§ **Provided records**:
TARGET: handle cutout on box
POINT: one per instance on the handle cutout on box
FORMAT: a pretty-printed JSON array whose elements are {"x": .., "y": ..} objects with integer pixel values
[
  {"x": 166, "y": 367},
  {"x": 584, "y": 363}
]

§ **Exercise objective**:
Recast all of the lines above as a JSON list of strings, with one string for each line and any blank lines left out.

§ **Response for this exercise**:
[
  "TARGET: handle cutout on box",
  "POINT: one per instance on the handle cutout on box",
  "FORMAT: a pretty-printed JSON array whose elements are {\"x\": .., \"y\": ..} objects with integer pixel values",
  "[",
  "  {\"x\": 166, \"y\": 367},",
  "  {\"x\": 584, \"y\": 363}",
  "]"
]